┌──

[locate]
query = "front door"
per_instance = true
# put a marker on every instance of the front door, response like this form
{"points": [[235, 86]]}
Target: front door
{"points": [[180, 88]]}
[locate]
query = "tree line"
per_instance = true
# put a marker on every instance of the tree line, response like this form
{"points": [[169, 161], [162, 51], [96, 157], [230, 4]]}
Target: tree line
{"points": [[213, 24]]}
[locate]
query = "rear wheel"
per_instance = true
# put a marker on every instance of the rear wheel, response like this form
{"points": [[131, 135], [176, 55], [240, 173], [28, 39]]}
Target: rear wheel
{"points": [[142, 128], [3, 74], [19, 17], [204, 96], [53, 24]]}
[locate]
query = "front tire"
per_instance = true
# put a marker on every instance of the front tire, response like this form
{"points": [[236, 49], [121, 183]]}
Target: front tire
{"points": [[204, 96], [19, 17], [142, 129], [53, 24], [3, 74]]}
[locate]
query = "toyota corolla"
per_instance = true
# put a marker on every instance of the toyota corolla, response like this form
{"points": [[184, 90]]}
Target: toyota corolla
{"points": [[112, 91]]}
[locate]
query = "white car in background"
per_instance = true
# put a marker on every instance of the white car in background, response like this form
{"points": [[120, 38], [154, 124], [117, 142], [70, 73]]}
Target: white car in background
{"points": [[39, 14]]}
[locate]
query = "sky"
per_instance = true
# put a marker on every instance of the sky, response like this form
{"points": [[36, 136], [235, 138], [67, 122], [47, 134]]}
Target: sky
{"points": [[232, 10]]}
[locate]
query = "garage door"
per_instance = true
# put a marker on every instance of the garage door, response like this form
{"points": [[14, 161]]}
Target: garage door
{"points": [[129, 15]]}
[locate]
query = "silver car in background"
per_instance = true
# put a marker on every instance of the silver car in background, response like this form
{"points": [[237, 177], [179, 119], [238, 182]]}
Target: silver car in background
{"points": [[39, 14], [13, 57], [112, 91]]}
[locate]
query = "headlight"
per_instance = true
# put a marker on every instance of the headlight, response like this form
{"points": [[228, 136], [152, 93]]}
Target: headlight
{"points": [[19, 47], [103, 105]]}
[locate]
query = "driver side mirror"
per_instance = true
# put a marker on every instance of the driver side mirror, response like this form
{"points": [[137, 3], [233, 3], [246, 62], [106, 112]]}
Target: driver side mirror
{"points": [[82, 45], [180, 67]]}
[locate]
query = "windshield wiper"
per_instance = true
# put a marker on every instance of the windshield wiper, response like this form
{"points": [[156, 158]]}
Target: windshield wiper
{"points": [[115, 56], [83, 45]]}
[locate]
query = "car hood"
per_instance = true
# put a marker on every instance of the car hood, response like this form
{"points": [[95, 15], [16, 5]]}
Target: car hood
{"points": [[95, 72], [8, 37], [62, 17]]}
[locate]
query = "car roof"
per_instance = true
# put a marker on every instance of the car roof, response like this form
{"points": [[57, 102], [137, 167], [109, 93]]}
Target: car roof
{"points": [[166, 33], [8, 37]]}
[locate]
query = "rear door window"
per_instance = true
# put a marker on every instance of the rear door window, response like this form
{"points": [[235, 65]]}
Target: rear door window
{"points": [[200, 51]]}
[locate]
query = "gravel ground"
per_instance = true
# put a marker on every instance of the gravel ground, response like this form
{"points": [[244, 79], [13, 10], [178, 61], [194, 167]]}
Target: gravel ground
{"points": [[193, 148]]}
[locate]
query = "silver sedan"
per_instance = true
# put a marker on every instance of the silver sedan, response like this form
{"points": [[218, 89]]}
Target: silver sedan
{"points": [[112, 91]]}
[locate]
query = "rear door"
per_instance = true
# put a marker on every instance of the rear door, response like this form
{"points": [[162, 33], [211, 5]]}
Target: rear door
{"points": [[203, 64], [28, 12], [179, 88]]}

└──

# REQUEST:
Return what is listed above, exactly and completely.

# SOLUTION FOR THIS PROBLEM:
[locate]
query = "front door"
per_instance = true
# put a marker on every instance of the front door, response like this form
{"points": [[235, 86]]}
Target: front door
{"points": [[180, 88]]}
[locate]
query = "tree line"
per_instance = true
# put a marker on every instance of the tree line, response like this form
{"points": [[169, 161], [162, 51], [96, 157], [230, 4]]}
Target: tree line
{"points": [[213, 24]]}
[locate]
query = "rear wheel"
per_instance = true
# put a marker on every instance of the rear wheel, response like this form
{"points": [[131, 135], [176, 55], [240, 173], [28, 39]]}
Target: rear wheel
{"points": [[142, 128], [3, 74], [19, 17], [204, 96], [53, 24]]}
[locate]
query = "front tire"
per_instance = true
# put a marker on every instance of the front tire, response like this form
{"points": [[236, 49], [121, 183]]}
Target: front tire
{"points": [[204, 96], [19, 17], [142, 129], [53, 24], [3, 74]]}
[locate]
query = "toyota corolla"
per_instance = true
# put a marker on every instance of the toyota corolla, response like this form
{"points": [[184, 90]]}
Target: toyota corolla
{"points": [[112, 91]]}
[locate]
query = "white car in background"
per_instance = true
# put a marker on every instance of the white car in background, response like this form
{"points": [[120, 38], [154, 124], [117, 142], [70, 73]]}
Target: white car in background
{"points": [[39, 14]]}
[locate]
query = "sky"
per_instance = true
# put a marker on every instance of the sky, response like this form
{"points": [[36, 136], [235, 138], [67, 122], [47, 134]]}
Target: sky
{"points": [[232, 10]]}
[locate]
query = "garage door"
per_instance = true
# put a marker on every instance of the garage door, response like this form
{"points": [[14, 161]]}
Target: garage door
{"points": [[129, 15]]}
[locate]
query = "silver car in background"
per_instance = true
# put a marker on every instance of the silver car in background, response like this form
{"points": [[237, 177], [179, 119], [238, 182]]}
Target: silver car in background
{"points": [[39, 14], [13, 57], [112, 91]]}
[locate]
query = "headlight"
per_instance = true
# put a marker on every instance of the headlight, response like this form
{"points": [[228, 136], [152, 93]]}
Target: headlight
{"points": [[19, 47], [103, 105]]}
[locate]
query = "driver side mirror"
per_instance = true
# put a marker on every instance of the driver side mirror, response like this form
{"points": [[137, 3], [233, 3], [246, 62], [106, 112]]}
Target: driver side mirror
{"points": [[82, 45], [180, 67]]}
[locate]
query = "windshield wiper"
per_instance = true
# put a marker on every instance of the windshield wiper, response like this form
{"points": [[156, 158]]}
Target: windshield wiper
{"points": [[115, 56], [83, 45]]}
[locate]
query = "car hood"
per_instance = true
# put a marker on every instance of the car hood, response like this form
{"points": [[95, 15], [16, 5]]}
Target: car hood
{"points": [[95, 72], [8, 37], [62, 17]]}
[locate]
query = "car roof"
per_instance = true
# put a marker on every instance of the car roof, response like this form
{"points": [[57, 102], [137, 167], [109, 93]]}
Target: car roof
{"points": [[166, 33], [8, 37]]}
[locate]
query = "rear door window"
per_instance = true
# put a marker on every instance of the rear door window, response like this form
{"points": [[235, 65]]}
Target: rear door window
{"points": [[200, 51]]}
[locate]
query = "gravel ground"
per_instance = true
# put a marker on every instance of the gravel ground, response like this form
{"points": [[244, 79], [13, 10], [178, 61], [194, 167]]}
Target: gravel ground
{"points": [[193, 148]]}
[locate]
query = "silver sedan"
per_instance = true
# put a marker on every instance of the silver sedan, response like this form
{"points": [[218, 89]]}
Target: silver sedan
{"points": [[112, 91]]}
[locate]
query = "rear door"
per_instance = true
# put a marker on every instance of the rear door, response like this form
{"points": [[162, 33], [211, 5]]}
Target: rear door
{"points": [[203, 64], [28, 12], [179, 88]]}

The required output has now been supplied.